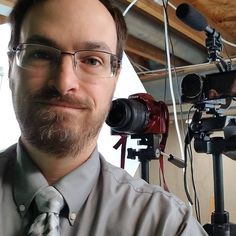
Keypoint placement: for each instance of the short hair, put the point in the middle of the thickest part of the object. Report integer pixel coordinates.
(21, 8)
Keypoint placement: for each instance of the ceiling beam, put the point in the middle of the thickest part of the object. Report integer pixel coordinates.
(9, 3)
(155, 10)
(149, 51)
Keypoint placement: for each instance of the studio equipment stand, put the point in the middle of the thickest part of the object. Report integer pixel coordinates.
(203, 143)
(151, 152)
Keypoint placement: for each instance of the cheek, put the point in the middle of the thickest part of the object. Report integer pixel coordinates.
(103, 96)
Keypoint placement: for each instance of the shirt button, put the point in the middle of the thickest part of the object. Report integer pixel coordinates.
(73, 216)
(22, 208)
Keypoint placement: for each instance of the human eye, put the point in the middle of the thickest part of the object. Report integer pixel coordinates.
(93, 59)
(39, 54)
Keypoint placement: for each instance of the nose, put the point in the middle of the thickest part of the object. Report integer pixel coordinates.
(65, 79)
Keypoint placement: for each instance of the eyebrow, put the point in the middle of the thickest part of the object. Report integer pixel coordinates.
(90, 45)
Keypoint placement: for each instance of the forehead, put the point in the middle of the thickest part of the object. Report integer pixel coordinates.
(70, 23)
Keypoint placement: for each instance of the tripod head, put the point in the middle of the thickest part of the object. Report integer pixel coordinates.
(201, 129)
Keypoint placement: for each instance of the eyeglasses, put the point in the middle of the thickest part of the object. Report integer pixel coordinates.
(44, 60)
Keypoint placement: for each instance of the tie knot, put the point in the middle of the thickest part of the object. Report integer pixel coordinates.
(49, 200)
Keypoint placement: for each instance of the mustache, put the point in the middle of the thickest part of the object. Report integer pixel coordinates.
(51, 94)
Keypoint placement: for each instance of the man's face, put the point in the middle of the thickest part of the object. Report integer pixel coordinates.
(62, 112)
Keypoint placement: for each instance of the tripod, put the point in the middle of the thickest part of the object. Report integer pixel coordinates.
(151, 152)
(220, 225)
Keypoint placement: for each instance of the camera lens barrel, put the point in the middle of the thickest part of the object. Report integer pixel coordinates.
(128, 116)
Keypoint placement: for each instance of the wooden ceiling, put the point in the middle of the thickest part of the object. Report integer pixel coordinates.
(220, 14)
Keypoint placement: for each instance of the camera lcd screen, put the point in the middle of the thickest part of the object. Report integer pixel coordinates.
(220, 85)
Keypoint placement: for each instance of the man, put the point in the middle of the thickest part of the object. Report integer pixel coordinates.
(64, 64)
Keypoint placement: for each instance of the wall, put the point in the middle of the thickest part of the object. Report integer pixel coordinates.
(203, 172)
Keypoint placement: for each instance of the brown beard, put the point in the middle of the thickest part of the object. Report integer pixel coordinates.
(48, 130)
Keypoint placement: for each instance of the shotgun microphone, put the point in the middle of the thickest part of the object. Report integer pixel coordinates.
(193, 18)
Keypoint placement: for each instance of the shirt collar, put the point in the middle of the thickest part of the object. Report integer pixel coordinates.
(75, 186)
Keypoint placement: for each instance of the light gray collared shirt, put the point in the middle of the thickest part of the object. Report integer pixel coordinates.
(101, 200)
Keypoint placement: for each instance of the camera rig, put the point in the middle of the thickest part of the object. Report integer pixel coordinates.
(147, 121)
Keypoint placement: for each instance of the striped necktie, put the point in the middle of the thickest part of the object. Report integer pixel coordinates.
(49, 203)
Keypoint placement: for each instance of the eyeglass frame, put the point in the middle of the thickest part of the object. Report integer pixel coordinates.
(19, 48)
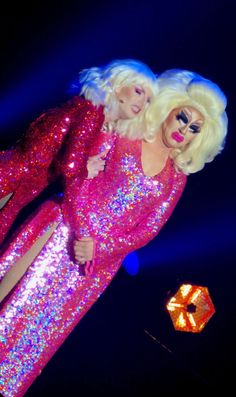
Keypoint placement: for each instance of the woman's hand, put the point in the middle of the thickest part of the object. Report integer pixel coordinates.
(83, 250)
(96, 164)
(84, 253)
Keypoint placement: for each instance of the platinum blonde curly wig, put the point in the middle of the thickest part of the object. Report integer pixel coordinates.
(99, 85)
(179, 88)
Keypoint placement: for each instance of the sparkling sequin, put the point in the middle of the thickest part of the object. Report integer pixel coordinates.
(28, 168)
(121, 208)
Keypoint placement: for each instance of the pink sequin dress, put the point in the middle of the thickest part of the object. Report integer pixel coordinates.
(28, 168)
(122, 208)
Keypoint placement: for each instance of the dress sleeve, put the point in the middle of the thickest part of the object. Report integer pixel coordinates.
(146, 229)
(46, 134)
(72, 160)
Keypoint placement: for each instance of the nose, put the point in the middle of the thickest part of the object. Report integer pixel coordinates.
(142, 101)
(183, 129)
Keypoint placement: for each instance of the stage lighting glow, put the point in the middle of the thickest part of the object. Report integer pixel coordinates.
(190, 308)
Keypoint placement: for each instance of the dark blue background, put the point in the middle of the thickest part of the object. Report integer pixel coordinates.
(109, 352)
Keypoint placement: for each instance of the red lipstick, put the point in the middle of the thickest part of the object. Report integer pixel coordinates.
(177, 136)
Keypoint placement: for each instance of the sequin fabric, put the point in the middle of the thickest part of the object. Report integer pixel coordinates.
(122, 209)
(27, 169)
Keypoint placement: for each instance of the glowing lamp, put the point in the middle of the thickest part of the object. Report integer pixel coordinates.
(190, 308)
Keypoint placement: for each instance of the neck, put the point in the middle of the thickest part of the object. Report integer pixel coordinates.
(160, 146)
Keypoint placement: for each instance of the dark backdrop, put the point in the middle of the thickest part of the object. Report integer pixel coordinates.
(109, 353)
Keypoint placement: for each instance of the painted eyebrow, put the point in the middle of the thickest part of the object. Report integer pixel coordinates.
(183, 115)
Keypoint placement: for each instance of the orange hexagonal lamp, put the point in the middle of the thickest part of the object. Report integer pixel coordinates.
(190, 308)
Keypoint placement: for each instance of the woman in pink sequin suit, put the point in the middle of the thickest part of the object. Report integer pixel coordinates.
(28, 168)
(121, 209)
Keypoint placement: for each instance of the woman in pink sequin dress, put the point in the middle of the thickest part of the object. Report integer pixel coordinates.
(114, 213)
(28, 168)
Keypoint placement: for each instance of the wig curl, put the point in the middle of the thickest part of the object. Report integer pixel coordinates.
(99, 85)
(180, 88)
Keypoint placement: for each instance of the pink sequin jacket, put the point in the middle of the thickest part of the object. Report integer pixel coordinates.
(27, 169)
(122, 208)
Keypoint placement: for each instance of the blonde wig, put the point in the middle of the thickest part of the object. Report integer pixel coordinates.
(179, 88)
(99, 85)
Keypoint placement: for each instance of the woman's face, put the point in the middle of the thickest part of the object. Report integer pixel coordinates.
(181, 127)
(132, 100)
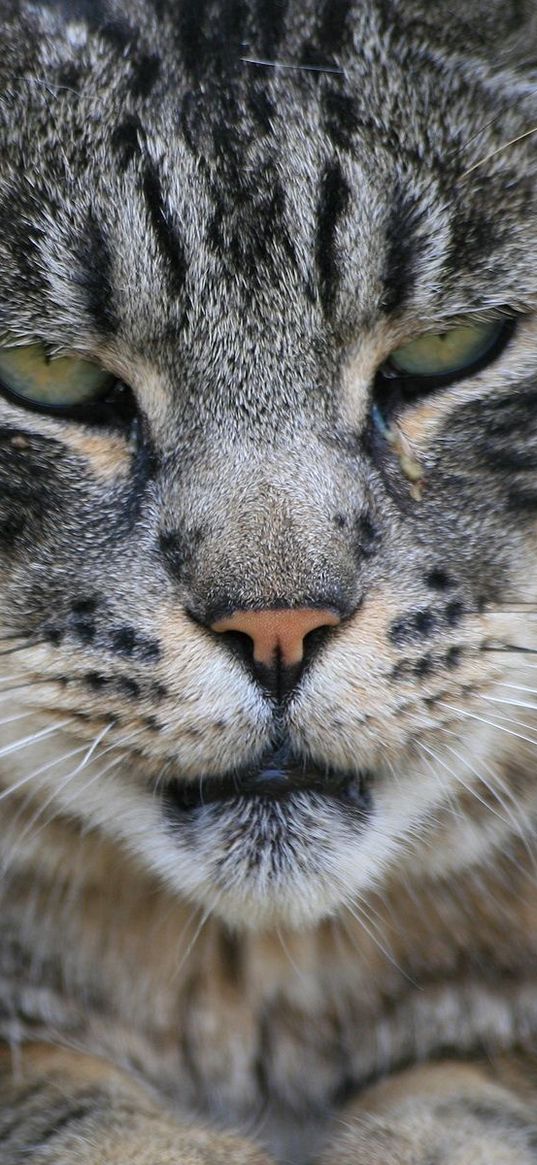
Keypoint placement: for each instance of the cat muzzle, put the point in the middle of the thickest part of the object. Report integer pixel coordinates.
(277, 777)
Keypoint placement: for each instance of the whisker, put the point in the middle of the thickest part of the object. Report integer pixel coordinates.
(490, 724)
(355, 911)
(509, 648)
(289, 64)
(36, 772)
(62, 806)
(22, 647)
(501, 149)
(459, 779)
(5, 692)
(513, 704)
(39, 735)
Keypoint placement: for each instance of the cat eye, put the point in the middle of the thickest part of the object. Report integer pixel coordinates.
(34, 378)
(439, 358)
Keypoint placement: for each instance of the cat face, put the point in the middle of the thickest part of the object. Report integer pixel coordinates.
(240, 248)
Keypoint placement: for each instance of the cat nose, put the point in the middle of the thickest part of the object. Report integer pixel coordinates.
(277, 636)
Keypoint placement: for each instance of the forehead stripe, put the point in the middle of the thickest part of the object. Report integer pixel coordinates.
(168, 239)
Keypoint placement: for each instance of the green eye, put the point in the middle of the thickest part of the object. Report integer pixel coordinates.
(51, 382)
(447, 353)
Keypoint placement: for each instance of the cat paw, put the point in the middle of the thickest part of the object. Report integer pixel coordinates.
(464, 1131)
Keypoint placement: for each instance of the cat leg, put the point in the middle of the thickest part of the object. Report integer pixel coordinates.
(70, 1109)
(442, 1114)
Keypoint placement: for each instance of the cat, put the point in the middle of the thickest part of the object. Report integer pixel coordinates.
(268, 524)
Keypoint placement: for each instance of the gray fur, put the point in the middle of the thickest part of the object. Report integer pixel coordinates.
(240, 210)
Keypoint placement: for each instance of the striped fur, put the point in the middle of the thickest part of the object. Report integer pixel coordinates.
(239, 209)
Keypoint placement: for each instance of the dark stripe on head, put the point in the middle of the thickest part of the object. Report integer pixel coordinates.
(127, 140)
(94, 275)
(270, 21)
(146, 71)
(191, 39)
(340, 117)
(168, 238)
(334, 26)
(331, 35)
(333, 200)
(398, 275)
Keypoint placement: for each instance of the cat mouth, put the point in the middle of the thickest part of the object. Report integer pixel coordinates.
(278, 777)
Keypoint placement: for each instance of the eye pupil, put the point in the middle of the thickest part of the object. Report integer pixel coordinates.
(437, 359)
(35, 376)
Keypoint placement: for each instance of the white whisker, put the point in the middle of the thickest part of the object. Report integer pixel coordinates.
(482, 720)
(39, 735)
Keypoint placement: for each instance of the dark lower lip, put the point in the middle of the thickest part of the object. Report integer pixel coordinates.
(270, 782)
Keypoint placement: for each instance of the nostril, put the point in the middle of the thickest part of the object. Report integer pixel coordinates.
(240, 644)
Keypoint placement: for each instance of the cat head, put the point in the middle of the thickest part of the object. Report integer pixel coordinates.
(268, 437)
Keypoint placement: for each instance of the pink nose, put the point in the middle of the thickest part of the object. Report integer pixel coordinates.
(277, 633)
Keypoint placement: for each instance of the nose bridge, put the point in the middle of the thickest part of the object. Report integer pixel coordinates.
(259, 534)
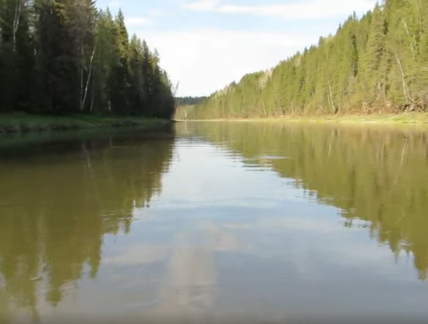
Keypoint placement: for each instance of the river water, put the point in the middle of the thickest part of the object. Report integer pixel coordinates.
(216, 222)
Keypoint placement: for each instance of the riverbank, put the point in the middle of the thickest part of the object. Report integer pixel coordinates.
(22, 123)
(386, 119)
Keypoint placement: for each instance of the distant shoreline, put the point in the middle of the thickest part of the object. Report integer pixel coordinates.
(387, 119)
(23, 123)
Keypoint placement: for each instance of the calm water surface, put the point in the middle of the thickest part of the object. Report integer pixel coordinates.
(249, 222)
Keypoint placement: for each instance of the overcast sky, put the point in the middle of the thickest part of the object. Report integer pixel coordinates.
(206, 44)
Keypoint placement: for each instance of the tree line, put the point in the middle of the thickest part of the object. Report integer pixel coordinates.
(376, 63)
(67, 57)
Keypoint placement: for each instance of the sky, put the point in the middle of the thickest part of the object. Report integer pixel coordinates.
(205, 45)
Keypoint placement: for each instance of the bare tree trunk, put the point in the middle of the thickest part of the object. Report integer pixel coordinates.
(16, 21)
(330, 96)
(403, 79)
(412, 47)
(87, 81)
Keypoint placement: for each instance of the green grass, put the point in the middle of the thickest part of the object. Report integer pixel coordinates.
(23, 123)
(386, 119)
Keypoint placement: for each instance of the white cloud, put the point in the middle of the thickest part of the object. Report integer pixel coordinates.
(311, 9)
(114, 4)
(206, 60)
(137, 21)
(157, 12)
(202, 5)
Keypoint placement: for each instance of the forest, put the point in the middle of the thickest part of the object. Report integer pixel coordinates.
(376, 63)
(63, 57)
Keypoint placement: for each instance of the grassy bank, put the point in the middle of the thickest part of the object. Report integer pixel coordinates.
(21, 123)
(387, 119)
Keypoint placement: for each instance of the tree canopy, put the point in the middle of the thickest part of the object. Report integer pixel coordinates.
(67, 56)
(376, 63)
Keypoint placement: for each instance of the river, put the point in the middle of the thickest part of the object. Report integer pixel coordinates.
(216, 222)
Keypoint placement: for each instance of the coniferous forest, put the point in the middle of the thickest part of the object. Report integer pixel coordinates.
(376, 63)
(66, 57)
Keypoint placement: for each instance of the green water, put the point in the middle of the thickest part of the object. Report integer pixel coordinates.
(216, 222)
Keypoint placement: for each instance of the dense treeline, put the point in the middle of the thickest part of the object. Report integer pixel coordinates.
(66, 56)
(376, 175)
(189, 101)
(376, 63)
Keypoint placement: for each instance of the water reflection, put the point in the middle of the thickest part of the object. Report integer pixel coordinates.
(378, 175)
(58, 200)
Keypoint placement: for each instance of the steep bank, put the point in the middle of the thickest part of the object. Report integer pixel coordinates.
(389, 119)
(13, 123)
(376, 63)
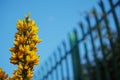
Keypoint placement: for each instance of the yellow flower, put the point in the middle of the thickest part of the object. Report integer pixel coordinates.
(29, 74)
(20, 66)
(24, 50)
(3, 76)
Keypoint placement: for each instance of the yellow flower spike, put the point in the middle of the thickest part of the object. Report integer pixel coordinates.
(29, 14)
(29, 74)
(28, 59)
(24, 50)
(3, 76)
(16, 43)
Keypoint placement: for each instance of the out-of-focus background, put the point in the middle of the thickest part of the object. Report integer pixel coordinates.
(81, 38)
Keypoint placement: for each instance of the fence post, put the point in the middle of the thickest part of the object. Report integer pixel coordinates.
(114, 61)
(115, 17)
(94, 51)
(50, 59)
(56, 64)
(61, 59)
(102, 45)
(86, 52)
(42, 69)
(66, 61)
(76, 62)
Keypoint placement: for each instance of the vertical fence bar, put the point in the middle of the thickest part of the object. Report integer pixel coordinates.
(51, 62)
(42, 69)
(102, 45)
(66, 61)
(98, 76)
(55, 57)
(47, 74)
(86, 53)
(115, 17)
(114, 61)
(77, 67)
(62, 73)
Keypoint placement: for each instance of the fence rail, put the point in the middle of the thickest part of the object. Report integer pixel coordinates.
(106, 67)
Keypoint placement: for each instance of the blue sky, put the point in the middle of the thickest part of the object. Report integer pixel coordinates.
(55, 19)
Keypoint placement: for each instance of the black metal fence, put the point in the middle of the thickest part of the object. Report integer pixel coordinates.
(99, 44)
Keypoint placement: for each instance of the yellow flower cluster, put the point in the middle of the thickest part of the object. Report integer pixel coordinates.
(24, 50)
(3, 76)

WHAT NEEDS TO BE DONE:
Please copy out only the lines above from the one containing "Keypoint placement: for each instance of the cat paw, put" through the one containing "(442, 1114)", both included and requests kept, shifting each coordinate in the answers by adding 76.

COMPLETE OUTPUT:
Keypoint placement: for each instance of the cat paw, put the point in the middle of the thickest part of the object. Report integer pixel coordinates.
(540, 1207)
Keypoint placement: for each instance of the cat leg, put the point in the middle of the thickest part of the object. Report integer pixel coordinates.
(146, 1185)
(518, 1190)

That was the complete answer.